*Task requirements*
Return each line of the records holding the string "monitor".

*Data provided*
• • • • •

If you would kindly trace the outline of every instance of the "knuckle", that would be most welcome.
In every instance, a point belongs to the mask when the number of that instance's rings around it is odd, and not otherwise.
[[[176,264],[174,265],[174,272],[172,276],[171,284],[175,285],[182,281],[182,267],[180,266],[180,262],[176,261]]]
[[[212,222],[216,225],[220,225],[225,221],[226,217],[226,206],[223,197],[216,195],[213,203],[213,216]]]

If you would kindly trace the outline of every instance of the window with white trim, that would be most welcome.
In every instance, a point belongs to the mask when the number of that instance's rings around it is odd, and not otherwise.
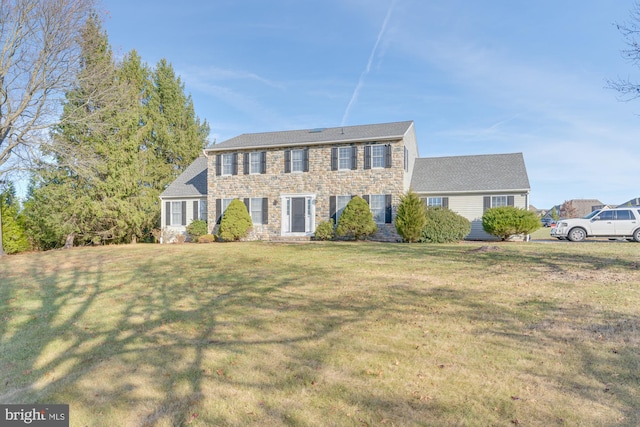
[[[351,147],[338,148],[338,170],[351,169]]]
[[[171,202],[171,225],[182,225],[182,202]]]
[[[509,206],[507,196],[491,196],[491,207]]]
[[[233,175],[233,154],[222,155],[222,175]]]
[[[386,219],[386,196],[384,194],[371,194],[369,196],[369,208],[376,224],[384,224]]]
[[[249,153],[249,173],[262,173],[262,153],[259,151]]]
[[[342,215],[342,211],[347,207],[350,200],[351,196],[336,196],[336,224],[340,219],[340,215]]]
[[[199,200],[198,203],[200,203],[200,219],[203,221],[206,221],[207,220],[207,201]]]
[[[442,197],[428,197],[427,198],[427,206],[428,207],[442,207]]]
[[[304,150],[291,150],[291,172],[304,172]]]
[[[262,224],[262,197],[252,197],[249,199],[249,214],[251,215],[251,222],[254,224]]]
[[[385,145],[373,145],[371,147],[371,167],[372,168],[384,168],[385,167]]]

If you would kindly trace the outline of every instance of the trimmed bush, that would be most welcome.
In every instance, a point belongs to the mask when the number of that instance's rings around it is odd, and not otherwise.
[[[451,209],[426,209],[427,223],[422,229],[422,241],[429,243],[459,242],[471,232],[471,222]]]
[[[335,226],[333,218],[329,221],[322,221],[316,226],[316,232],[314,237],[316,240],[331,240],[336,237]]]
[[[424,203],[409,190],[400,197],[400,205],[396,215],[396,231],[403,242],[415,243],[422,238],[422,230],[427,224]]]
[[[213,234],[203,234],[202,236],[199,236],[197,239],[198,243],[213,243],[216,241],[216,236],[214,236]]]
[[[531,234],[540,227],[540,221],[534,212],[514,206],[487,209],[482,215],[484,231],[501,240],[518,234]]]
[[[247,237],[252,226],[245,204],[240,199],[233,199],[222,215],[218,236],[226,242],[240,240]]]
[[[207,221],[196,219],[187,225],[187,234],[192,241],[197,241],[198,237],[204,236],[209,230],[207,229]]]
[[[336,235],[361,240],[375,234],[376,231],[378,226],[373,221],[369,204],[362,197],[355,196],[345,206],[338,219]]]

• • • • •

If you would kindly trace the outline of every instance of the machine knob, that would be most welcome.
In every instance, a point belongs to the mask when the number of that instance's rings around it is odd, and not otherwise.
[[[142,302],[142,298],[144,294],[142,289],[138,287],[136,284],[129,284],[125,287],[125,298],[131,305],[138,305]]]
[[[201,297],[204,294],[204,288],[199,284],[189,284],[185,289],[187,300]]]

• • • • •

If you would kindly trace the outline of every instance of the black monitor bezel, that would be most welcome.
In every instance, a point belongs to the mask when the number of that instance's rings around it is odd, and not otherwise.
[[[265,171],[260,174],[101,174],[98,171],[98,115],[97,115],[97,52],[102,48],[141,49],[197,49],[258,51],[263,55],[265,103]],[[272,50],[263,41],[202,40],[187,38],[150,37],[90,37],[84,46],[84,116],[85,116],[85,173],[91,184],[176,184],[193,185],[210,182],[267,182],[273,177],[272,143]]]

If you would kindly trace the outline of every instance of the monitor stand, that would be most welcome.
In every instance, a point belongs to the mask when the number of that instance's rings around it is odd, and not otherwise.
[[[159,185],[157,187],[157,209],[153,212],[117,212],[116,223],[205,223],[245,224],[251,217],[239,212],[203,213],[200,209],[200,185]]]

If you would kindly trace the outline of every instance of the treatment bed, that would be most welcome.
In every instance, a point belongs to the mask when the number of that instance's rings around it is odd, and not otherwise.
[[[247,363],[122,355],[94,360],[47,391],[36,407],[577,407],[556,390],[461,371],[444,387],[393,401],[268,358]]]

• • • • •

*Response to this exercise*
If you would kindly trace the outline of every instance of the black monitor bezel, that would be most welcome.
If you would kindly trace the outline of every instance of the monitor stand, that would be most welcome.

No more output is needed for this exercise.